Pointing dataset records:
┄┄┄┄┄┄
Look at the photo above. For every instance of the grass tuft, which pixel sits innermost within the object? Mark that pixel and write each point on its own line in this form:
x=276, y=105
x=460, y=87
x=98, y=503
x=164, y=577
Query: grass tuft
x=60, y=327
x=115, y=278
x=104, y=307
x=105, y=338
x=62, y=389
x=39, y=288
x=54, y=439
┄┄┄┄┄┄
**INSTRUCTIONS FOR THE TASK**
Rewrite every row above, changing "grass tuft" to "clump of grass" wherever it appears and keeping all other text the same.

**TASK RESPONSE**
Look at the photo above. For every instance of the clump of grass, which pixel sits innermost within the object? Mark that pixel and write each point on its own line in this form:
x=276, y=105
x=460, y=87
x=98, y=503
x=164, y=577
Query: clump of grass
x=60, y=327
x=115, y=278
x=104, y=307
x=105, y=338
x=62, y=389
x=39, y=288
x=54, y=439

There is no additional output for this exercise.